EXERCISE DESCRIPTION: Your job is to retype all of the data word for word, leaving every image out.

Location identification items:

┏━━

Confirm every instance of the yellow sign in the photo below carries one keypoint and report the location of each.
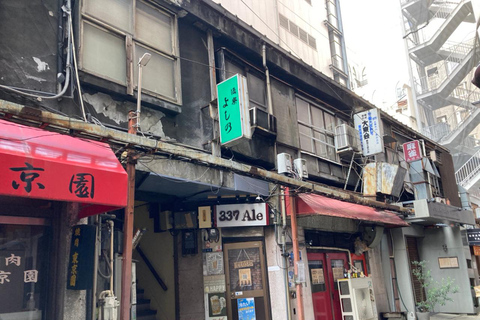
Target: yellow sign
(317, 276)
(476, 250)
(245, 277)
(243, 264)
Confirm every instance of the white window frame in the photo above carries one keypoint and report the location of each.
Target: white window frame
(325, 131)
(130, 43)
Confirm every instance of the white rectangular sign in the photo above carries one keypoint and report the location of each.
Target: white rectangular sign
(241, 215)
(370, 130)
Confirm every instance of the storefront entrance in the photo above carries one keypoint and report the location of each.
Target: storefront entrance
(246, 281)
(325, 270)
(24, 259)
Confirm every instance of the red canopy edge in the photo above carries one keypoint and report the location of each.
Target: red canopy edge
(314, 204)
(39, 164)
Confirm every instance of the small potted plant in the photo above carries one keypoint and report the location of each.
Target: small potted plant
(437, 293)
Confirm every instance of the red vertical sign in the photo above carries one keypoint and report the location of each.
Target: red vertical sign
(412, 151)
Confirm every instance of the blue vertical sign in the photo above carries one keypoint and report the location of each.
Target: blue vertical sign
(246, 309)
(370, 130)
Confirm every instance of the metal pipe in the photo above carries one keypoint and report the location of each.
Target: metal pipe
(267, 76)
(296, 259)
(128, 225)
(110, 222)
(283, 210)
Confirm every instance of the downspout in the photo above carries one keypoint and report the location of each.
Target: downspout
(267, 76)
(296, 258)
(284, 253)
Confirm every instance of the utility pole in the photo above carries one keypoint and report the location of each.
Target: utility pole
(128, 225)
(296, 258)
(133, 124)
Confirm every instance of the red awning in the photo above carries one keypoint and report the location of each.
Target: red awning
(313, 204)
(40, 164)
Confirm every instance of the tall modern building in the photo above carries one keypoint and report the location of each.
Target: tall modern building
(310, 30)
(442, 45)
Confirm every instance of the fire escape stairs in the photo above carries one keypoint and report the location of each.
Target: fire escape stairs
(452, 21)
(436, 97)
(468, 176)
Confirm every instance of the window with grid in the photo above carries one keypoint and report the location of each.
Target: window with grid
(116, 33)
(336, 50)
(332, 13)
(317, 130)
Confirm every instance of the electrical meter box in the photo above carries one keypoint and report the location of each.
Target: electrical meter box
(357, 299)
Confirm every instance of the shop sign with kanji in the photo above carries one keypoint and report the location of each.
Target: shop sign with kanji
(370, 130)
(412, 151)
(82, 254)
(233, 113)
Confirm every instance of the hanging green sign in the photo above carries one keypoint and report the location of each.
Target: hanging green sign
(233, 114)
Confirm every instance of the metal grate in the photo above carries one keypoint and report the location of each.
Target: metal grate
(293, 28)
(303, 35)
(283, 21)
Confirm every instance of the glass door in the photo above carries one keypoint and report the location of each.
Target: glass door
(246, 281)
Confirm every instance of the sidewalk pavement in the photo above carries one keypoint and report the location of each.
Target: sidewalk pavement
(451, 316)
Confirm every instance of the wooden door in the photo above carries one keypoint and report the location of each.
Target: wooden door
(246, 281)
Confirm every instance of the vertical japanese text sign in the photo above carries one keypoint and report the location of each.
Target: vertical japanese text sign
(370, 130)
(412, 151)
(233, 113)
(82, 254)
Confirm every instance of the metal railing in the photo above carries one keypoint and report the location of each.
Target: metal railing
(421, 34)
(469, 171)
(447, 67)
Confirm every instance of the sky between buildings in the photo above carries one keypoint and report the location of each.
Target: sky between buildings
(374, 40)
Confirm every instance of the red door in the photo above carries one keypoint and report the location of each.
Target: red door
(322, 302)
(325, 270)
(336, 266)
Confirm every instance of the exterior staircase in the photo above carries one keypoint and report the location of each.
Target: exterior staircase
(468, 176)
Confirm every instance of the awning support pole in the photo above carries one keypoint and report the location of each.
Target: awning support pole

┗━━

OUTPUT FOR THIS EXERCISE:
Confirm every instance of the yellow sign in the photo below carries one keypoint and report the location of each.
Target: yellow sign
(317, 276)
(476, 250)
(245, 277)
(243, 264)
Confirm every instance of the white window frame in the photo above carries one keypoint and report the location of each.
Target: white window frame
(325, 131)
(130, 43)
Confirm every instance of the white rectangular sign in the photo above carries one keypoint and report the location of each.
Target: white rectangular sign
(241, 215)
(370, 130)
Confirm every instance of the storefront entrance in the photo above carries one keypoint and report the location of each.
Target: storefront entrance
(246, 281)
(325, 270)
(24, 259)
Confirm every instance of the red canopy edge in the photo above carries one keypoint and report the location of each.
Target: red canopy edge
(314, 204)
(39, 164)
Confirm every instance of the small potted plant in the photo above carries one keypoint and report the location of each.
Target: small potted plant
(437, 293)
Confirm every instance of the red vertical sign in the photo above carries one keypoint and report the location of each.
Target: red vertical sign
(412, 151)
Confirm every instance of the blue vertical sign in the photo above carries one keypoint and report the location of each.
Target: blue vertical sign
(246, 309)
(370, 130)
Confirm every instance of the metal pipe in the photo above carries one keypoint and report the location of each.
Target: metal pipe
(267, 76)
(296, 259)
(128, 225)
(110, 222)
(283, 210)
Confirm every instance of the downspout in the photo above carries one keypoint and report the location of each.
Target: downspout
(267, 76)
(296, 258)
(284, 253)
Confirm every instance of the utility pole in the photo above carries one keypoint and report the location of each.
Target: utility pole
(128, 225)
(296, 258)
(133, 124)
Confirm every instance of the red awning in the photo above carries one keypoint and report the location of each.
Target: red awning
(313, 204)
(40, 164)
Confirm every instance of the tall modern building in the photo above carries one keypoint and report the location of each.
Target: tall modern building
(310, 30)
(442, 45)
Confirm every instance of the fire escape stairs in the photo above carries one keypoint and report the location of each.
Target: fire escape stairs
(452, 21)
(436, 97)
(468, 176)
Confirm every instance of the window with grid in the photo above carries one keypoint and report the location of each.
Target: window with grid
(116, 33)
(336, 50)
(332, 13)
(317, 130)
Confirm every instance of the electrical meter box in the photo above carries one keypoint and report the location of each.
Target: electrical meter box
(357, 299)
Confirm every instance of the shop sign with kanji in the photo above carries one keypoint and report the location of each.
Target: shop sign with kanji
(370, 130)
(412, 151)
(82, 254)
(233, 113)
Confirm every instance of the hanging green sign in the photo above carries one keypoint and report the location of each.
Target: hanging green sign
(233, 114)
Confirm every instance of the metal grate in the photo above carries one keypoint and report the location of each.
Target: metal grate
(293, 28)
(303, 35)
(283, 21)
Confirm every instance of the glass door in the photo above carries one keypoint and report the location of each.
Target: glass door
(246, 281)
Confirm every instance of the sidewalk pavement in the photo above carries one keypoint and report the location of each.
Target: sidewalk pavement
(451, 316)
Confirm every instance of the wooden door in the photo above carries one keypoint and report the location of each.
Target: wooden door
(246, 281)
Confirm every instance of the vertical japanese text sign in the photo above carries one keypoint and report the location of each.
Target: vertical japanese text sign
(370, 130)
(412, 151)
(233, 113)
(82, 254)
Confirm every instance of the metal railing in the photo above carries one keypoint and report the location of each.
Target: metal railing
(421, 34)
(469, 171)
(447, 67)
Confirm every instance of the sky between buildings in the photo above carries one keypoint and report the location of each.
Target: sky between buildings
(374, 40)
Confirm every instance of the red door in the photo above carries one keypoint and report the location of each.
Target: red door
(322, 302)
(325, 270)
(336, 266)
Confirm every instance of the exterior staircase in the photo above carries one keypoint and report the location of each.
Target: exterior staircase
(468, 176)
Confirm every instance of the awning support pole in the photo above carries one keypoint and report the location of each.
Target: awning support pole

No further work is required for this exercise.